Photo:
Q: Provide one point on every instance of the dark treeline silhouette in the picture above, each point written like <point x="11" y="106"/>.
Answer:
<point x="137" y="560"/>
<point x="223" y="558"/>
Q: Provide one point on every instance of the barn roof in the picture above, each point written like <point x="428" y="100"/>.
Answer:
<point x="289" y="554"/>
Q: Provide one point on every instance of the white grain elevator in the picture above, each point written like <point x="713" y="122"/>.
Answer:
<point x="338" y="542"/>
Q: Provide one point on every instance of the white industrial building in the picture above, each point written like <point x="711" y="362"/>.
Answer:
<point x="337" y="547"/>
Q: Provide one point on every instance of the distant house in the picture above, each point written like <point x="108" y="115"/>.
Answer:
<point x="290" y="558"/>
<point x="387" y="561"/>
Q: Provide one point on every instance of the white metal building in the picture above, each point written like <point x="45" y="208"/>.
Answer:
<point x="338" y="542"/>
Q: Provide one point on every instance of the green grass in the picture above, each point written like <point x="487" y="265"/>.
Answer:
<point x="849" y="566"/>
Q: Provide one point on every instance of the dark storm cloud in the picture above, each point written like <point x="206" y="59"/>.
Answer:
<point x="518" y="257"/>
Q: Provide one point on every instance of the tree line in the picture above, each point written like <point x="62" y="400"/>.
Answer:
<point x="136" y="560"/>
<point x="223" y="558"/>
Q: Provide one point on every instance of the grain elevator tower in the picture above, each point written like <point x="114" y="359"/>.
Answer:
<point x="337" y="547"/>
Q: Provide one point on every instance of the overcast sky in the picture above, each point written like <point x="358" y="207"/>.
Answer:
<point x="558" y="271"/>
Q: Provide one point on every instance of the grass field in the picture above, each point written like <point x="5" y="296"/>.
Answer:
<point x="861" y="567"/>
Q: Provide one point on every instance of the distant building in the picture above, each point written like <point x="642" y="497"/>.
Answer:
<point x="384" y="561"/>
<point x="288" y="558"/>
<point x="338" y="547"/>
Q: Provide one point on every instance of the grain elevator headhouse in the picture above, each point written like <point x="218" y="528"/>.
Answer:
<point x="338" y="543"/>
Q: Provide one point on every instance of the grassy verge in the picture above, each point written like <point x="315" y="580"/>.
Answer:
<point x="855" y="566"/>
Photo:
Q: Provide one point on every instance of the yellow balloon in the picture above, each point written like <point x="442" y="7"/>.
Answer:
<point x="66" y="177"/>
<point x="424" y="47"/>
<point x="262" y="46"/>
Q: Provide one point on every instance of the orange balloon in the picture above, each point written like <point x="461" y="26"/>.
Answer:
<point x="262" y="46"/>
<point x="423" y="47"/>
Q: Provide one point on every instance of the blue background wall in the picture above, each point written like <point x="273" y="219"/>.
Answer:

• **Exercise requirements**
Print all of the data above verbatim, keeping every line unchanged and in its original order.

• **Output for this task**
Photo:
Q: Provide one point on every instance of the dark treeline silhouette in the picture above, each point written like <point x="11" y="106"/>.
Answer:
<point x="137" y="560"/>
<point x="223" y="558"/>
Q: Provide one point on every instance of the barn roof in the picture above, each point written like <point x="428" y="100"/>.
Answer:
<point x="289" y="554"/>
Q: Provide one point on every instance of the white grain elevator in the picture above, each point written like <point x="713" y="122"/>.
Answer:
<point x="338" y="542"/>
Q: Provide one point on every instance of the white industrial building in the picture above, each point written like <point x="711" y="362"/>.
Answer:
<point x="337" y="547"/>
Q: Provide one point on every instance of the distant house in the picture above, each point written like <point x="108" y="115"/>.
Answer:
<point x="290" y="558"/>
<point x="387" y="561"/>
Q: Provide one point on every instance of the white metal building in the picture above, each point written like <point x="45" y="208"/>.
Answer:
<point x="338" y="542"/>
Q: Provide one point on every instance of the green grass in the picture above, each point written like <point x="487" y="265"/>.
Answer:
<point x="849" y="566"/>
Q: Provide one point on every instance of the dark storm cloud in the picture above, each point written like <point x="206" y="59"/>.
Answer:
<point x="518" y="257"/>
Q: Provide one point on every instance of the tree line in the picture above, each point written like <point x="62" y="400"/>.
Answer:
<point x="136" y="560"/>
<point x="223" y="558"/>
Q: Provide one point on every instance of the grain elevator tower in the picture above, each point written like <point x="114" y="359"/>.
Answer:
<point x="337" y="547"/>
Q: Provide one point on every instance of the overcast sky in the picture above, each point written like <point x="358" y="207"/>.
Answer:
<point x="558" y="271"/>
Q: Provide one point on every instance of the grass field in the picture above, each point written like <point x="5" y="296"/>.
Answer:
<point x="861" y="567"/>
Q: Provide one point on every instance of the distant building in the picture above, each point written like <point x="642" y="497"/>.
Answer:
<point x="384" y="561"/>
<point x="288" y="558"/>
<point x="338" y="547"/>
Q: Provide one point on every instance of the grain elevator headhouse in the picture above, each point written like <point x="218" y="528"/>.
Answer:
<point x="338" y="543"/>
Q: Provide one point on every instance of the grassy verge in the picture above, each point written like <point x="315" y="580"/>.
Answer:
<point x="855" y="566"/>
Photo:
Q: Provide one point on every instance of the yellow balloon in the picture above, each point written like <point x="442" y="7"/>.
Answer:
<point x="66" y="177"/>
<point x="424" y="47"/>
<point x="262" y="46"/>
Q: Provide one point on every instance of the orange balloon in the picture above, each point written like <point x="461" y="26"/>.
Answer:
<point x="262" y="46"/>
<point x="423" y="47"/>
Q: Provide one point on every instance of the blue background wall in the picture above, each point written like <point x="273" y="219"/>.
Answer:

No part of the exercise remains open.